• Data records

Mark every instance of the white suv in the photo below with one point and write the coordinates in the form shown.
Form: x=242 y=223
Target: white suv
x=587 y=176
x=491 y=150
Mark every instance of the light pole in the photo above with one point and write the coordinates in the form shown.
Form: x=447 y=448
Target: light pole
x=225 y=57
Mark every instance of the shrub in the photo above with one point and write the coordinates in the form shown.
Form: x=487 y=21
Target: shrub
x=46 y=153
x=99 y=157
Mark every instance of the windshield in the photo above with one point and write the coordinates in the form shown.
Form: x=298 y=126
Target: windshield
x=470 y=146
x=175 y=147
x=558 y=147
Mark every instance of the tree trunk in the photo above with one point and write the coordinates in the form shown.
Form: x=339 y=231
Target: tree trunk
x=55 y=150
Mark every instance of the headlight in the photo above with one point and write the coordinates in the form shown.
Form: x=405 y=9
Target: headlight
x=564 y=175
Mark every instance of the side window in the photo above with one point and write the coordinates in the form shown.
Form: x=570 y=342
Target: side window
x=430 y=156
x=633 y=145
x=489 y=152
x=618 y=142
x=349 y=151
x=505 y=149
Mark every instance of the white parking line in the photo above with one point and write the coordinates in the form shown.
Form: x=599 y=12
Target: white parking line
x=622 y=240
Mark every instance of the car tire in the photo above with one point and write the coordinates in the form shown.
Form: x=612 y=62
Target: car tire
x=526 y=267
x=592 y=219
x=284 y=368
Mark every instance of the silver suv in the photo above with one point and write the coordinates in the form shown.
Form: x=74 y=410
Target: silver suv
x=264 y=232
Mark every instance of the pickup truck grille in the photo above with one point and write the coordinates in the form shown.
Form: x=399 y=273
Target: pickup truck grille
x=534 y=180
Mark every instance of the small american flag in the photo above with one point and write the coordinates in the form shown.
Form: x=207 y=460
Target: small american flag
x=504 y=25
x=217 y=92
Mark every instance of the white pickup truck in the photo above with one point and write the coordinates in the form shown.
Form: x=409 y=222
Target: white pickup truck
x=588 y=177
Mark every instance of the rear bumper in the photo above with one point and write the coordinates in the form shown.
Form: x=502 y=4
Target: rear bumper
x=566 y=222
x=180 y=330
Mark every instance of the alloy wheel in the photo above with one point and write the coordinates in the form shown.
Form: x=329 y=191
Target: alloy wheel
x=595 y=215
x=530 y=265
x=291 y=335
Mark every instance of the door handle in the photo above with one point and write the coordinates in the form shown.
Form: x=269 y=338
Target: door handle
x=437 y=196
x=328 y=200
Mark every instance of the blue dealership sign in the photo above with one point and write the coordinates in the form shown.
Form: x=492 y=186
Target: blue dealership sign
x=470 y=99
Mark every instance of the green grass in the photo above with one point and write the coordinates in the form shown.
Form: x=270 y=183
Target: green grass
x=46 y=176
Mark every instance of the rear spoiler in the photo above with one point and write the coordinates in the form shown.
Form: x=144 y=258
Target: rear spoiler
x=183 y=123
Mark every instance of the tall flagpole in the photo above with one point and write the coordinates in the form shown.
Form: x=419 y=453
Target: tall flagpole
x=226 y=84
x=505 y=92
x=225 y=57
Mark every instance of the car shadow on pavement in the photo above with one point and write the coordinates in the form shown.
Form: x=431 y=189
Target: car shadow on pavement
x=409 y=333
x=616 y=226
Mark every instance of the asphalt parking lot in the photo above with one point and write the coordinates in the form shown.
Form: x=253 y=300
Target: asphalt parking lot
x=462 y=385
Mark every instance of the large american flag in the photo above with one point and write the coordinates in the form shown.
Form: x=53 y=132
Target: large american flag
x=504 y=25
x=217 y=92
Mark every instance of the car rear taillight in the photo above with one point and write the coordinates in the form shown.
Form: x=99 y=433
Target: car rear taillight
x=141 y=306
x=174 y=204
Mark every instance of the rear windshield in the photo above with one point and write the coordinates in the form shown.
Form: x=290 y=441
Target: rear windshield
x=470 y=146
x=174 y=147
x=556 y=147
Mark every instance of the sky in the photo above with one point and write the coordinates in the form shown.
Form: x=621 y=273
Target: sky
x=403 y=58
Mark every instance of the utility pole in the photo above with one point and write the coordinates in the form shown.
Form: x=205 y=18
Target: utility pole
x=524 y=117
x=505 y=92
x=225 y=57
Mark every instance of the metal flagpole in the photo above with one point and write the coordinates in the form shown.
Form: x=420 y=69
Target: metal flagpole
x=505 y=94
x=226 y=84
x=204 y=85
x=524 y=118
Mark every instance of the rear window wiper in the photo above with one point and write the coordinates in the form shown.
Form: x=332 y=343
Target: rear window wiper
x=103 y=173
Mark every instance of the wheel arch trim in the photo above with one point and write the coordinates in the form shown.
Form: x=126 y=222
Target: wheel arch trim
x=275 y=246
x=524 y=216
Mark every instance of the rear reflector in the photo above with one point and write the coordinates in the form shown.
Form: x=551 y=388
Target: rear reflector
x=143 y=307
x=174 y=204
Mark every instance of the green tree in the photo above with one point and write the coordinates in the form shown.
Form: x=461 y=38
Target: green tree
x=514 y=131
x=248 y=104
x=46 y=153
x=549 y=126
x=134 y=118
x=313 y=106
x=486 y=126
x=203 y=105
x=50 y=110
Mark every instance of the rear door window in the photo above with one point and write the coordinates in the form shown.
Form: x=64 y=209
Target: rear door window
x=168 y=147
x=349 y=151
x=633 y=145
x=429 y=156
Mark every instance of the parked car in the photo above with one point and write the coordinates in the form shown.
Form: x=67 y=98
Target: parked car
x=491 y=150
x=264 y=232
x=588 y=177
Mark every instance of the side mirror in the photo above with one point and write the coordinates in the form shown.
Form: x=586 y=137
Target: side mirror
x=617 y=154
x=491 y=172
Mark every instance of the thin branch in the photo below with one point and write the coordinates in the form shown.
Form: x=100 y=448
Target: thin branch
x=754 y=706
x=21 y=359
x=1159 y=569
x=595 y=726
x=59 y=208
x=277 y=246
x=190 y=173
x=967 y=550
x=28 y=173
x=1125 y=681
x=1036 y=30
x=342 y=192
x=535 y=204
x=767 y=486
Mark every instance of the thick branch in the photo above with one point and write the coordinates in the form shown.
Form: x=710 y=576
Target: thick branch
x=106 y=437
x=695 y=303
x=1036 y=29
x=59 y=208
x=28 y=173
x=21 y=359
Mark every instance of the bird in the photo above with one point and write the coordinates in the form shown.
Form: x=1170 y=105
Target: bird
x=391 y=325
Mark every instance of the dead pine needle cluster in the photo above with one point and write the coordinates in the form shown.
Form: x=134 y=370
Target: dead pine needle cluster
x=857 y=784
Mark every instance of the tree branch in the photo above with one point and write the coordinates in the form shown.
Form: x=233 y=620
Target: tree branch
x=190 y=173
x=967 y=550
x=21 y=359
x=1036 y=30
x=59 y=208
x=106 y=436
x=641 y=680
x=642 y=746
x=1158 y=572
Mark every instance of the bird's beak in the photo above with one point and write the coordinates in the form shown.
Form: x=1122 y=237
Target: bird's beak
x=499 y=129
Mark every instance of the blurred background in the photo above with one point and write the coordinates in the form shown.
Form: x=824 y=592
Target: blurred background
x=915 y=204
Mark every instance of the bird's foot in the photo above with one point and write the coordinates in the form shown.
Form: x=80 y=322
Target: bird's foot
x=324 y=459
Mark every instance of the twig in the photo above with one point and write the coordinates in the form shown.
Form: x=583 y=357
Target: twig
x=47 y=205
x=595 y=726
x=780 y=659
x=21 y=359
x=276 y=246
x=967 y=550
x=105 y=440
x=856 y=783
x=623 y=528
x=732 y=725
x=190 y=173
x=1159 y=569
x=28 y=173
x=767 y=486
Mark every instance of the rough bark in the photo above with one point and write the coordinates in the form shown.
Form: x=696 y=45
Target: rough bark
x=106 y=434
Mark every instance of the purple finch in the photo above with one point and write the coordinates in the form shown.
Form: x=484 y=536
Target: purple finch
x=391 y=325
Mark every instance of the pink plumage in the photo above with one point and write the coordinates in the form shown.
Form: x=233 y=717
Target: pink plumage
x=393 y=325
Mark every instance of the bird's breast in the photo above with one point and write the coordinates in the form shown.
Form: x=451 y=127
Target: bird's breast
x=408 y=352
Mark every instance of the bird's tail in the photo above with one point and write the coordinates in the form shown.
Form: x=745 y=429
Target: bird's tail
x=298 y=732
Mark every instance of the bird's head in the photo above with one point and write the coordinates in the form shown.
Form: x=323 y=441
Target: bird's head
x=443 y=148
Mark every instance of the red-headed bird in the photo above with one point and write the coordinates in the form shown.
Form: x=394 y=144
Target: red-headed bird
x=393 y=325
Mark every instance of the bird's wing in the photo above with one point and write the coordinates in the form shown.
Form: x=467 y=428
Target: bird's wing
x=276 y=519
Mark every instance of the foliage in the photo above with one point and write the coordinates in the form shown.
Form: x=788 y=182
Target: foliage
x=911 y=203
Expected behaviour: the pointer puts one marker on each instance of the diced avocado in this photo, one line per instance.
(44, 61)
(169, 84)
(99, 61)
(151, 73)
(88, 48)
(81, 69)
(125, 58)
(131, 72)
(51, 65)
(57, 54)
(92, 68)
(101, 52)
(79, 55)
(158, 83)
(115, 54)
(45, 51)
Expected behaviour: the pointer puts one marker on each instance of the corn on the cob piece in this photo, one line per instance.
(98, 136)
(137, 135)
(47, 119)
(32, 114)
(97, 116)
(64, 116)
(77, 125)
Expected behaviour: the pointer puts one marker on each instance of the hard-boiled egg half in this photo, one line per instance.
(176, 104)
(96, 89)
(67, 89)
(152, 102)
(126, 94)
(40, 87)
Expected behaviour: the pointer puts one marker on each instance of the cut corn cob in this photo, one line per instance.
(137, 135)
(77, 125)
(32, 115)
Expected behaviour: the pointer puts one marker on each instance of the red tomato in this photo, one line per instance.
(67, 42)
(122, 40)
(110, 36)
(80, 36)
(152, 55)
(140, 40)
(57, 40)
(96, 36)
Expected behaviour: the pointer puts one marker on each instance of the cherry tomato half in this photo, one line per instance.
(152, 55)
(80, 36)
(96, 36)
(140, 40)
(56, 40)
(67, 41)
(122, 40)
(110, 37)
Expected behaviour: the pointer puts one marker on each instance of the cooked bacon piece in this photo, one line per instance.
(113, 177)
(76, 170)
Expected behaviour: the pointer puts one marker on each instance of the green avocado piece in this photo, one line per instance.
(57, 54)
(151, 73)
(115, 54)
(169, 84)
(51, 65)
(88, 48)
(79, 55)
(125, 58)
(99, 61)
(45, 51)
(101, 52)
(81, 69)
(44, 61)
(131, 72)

• Instructions to follow
Above are some records; copy exactly the lines from the one with "Target: rear spoiler" through the one with "Mark every instance of the metal", both included, and no others.

• Answer box
Target: rear spoiler
x=183 y=123
Mark every instance of the tall flagpole in the photo above with one point and write the coordinates in the form shown.
Form: x=419 y=453
Target: tall flagpole
x=226 y=84
x=505 y=92
x=225 y=57
Mark every instance of the car shadow on pavement in the photo above with one point and write the coordinates in the form shown.
Form: x=431 y=189
Target: car shadow on pavement
x=409 y=333
x=616 y=226
Mark every instance of the asphalt parking lot in the photo above with one point and write the coordinates in the form shown.
Form: x=253 y=300
Target: asphalt parking lot
x=462 y=385
Mark every instance of the large american flag in the photo above with one point and write the coordinates in the form shown.
Form: x=53 y=132
Target: large american flag
x=504 y=25
x=217 y=92
Mark every instance of the car rear taillight in the photo above with one point and write the coordinates in the form shown.
Form: x=99 y=433
Target: car rear taillight
x=141 y=306
x=174 y=204
Mark every instance of the rear windshield in the photo above with one point and write the coordinates in the form shown.
Form: x=290 y=441
Target: rear windshield
x=470 y=146
x=174 y=147
x=556 y=147
Mark every instance of the sky in the photo above with one point and write the coordinates in the form shown.
Form: x=621 y=273
Target: sky
x=403 y=58
Mark every instance of the utility pole in the photo above with one point and write the coordinates in the form shown.
Form: x=205 y=18
Target: utility pole
x=524 y=117
x=505 y=92
x=225 y=57
Mark every instance of the metal flagpole in the photo above with one point and write the coordinates in the form shown.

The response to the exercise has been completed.